── DATA EXTRACT ──

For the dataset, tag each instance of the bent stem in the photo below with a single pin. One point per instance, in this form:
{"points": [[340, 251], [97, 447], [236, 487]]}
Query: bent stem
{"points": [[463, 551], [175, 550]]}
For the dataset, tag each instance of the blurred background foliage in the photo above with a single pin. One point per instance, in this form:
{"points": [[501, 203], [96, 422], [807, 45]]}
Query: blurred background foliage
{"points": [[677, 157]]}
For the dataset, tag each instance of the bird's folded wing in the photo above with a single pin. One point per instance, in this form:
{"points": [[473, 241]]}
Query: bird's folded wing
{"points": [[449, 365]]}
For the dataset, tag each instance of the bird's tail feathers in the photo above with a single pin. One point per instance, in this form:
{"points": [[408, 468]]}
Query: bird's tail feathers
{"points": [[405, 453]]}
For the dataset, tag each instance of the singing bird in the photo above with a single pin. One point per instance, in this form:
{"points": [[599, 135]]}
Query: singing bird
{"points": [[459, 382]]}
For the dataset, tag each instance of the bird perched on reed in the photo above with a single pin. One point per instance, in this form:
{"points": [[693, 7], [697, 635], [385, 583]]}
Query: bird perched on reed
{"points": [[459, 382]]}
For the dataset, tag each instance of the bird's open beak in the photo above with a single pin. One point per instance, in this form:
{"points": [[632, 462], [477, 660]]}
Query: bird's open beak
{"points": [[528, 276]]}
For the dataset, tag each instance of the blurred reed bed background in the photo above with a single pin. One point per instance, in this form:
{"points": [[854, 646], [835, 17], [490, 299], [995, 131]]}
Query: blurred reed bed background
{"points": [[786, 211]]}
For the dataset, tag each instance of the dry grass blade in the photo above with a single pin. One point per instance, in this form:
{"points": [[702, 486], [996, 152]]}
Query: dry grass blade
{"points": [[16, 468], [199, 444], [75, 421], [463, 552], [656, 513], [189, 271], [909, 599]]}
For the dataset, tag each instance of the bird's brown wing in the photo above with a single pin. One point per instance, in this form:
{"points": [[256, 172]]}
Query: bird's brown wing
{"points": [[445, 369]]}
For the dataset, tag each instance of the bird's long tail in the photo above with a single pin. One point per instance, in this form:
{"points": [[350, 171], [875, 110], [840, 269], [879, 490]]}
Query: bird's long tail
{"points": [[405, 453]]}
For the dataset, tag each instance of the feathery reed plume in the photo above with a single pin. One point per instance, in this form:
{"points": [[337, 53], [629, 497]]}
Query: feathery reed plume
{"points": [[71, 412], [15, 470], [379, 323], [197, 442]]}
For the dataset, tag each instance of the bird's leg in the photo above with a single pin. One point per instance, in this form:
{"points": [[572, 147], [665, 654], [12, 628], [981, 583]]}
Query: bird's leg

───

Rewrite all of the items above, replacing "single pin" with "single dot" and leaving everything else unchanged.

*SOLVED EXERCISE*:
For the dataset, tag each instance of the bent stem in the photo below with a single dot. One point per instance, in this form:
{"points": [[340, 251], [97, 447], [236, 487]]}
Query: bent stem
{"points": [[463, 551], [175, 550]]}
For the dataset, tag each instance of the blurred background foliage in the photo above with a single dot. One point per instance, in this form:
{"points": [[501, 203], [96, 422], [807, 45]]}
Query: blurred background foliage
{"points": [[677, 157]]}
For the dataset, tag each instance of the bird's folded wing in the photo above with a single dot. One point per instance, in this form:
{"points": [[473, 241]]}
Query: bird's folded wing
{"points": [[449, 365]]}
For the dataset, tag each instance of the bird's tail feathers in the photo above with a single dot. One point per instance, in this form:
{"points": [[408, 468]]}
Query: bird's tail feathers
{"points": [[405, 453]]}
For the dataset, tag each instance of the singing bird in the photo above with a single dot. One point per instance, in this form:
{"points": [[599, 135]]}
Query: singing bird
{"points": [[459, 382]]}
For the dataset, tag each instance of the bird perched on reed in the photo above with a single dot. One point per instance, in this form:
{"points": [[693, 7], [697, 635], [385, 583]]}
Query: bird perched on reed
{"points": [[459, 382]]}
For the dataset, tag each instance of the bird's open beak in the photo above with a single dot. One point per instance, in this form:
{"points": [[632, 462], [477, 660]]}
Query: bird's open beak
{"points": [[528, 276]]}
For the dataset, tag each instance of the blurred reed bed background in the photo above with a single dot. One point per instance, in this form:
{"points": [[854, 646], [835, 17], [490, 299], [995, 131]]}
Query: blurred reed bed background
{"points": [[786, 211]]}
For the dataset, tag each instance of the dry grass blade in the photo above with a single dot. One point per instance, in this form:
{"points": [[702, 486], [996, 152]]}
Query: dry grass blade
{"points": [[16, 468], [199, 444], [75, 421], [463, 552], [656, 513], [189, 271], [909, 599]]}
For the dataset, tag each instance of the bird's brown wing in the photo above with a single dot. One point per instance, in this form:
{"points": [[256, 172]]}
Query: bird's brown wing
{"points": [[445, 369]]}
For the dataset, tag each instance of the bird's long tail in the photo above with a single dot. One point per instance, in this form:
{"points": [[350, 171], [875, 110], [840, 269], [879, 490]]}
Query: bird's long tail
{"points": [[405, 453]]}
For the dataset, tag each instance of the feathery reed plume in the photo above with a single dot. One point per instance, in this form:
{"points": [[337, 53], [629, 497]]}
Query: feathery reed plume
{"points": [[71, 412], [15, 470], [379, 323], [197, 442]]}
For the dataset, tag each instance of the bird's leg in the photo above with a single dot. One point per instance, in this form:
{"points": [[572, 147], [665, 654], [12, 628], [981, 583]]}
Query: bird's leg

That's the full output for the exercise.